WHAT TO WORK ON:
Replace "clicks" with "points" in the lines from the start of the records through the line containing "box: [0, 44, 15, 59]", inclusive. Give only those lines again, with everything else unchanged.
======== MATERIALS PROVIDED
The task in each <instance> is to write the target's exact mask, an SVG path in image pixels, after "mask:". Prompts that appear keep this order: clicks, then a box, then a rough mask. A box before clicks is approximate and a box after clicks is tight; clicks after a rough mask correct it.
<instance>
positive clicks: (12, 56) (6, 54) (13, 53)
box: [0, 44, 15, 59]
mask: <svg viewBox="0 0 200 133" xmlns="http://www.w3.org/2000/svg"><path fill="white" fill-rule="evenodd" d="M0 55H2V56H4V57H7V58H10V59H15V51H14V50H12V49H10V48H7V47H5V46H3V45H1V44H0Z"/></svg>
================
THE ANSWER:
The task in each <instance> is to write the target's exact mask, an SVG path in image pixels, after "mask:". Prompts that appear keep this order: points, then a box, then a rough mask. A box before points is approximate and a box after points is tight; points after a rough mask correct it.
<instance>
positive points: (12, 56) (6, 54) (13, 53)
box: [0, 44, 15, 59]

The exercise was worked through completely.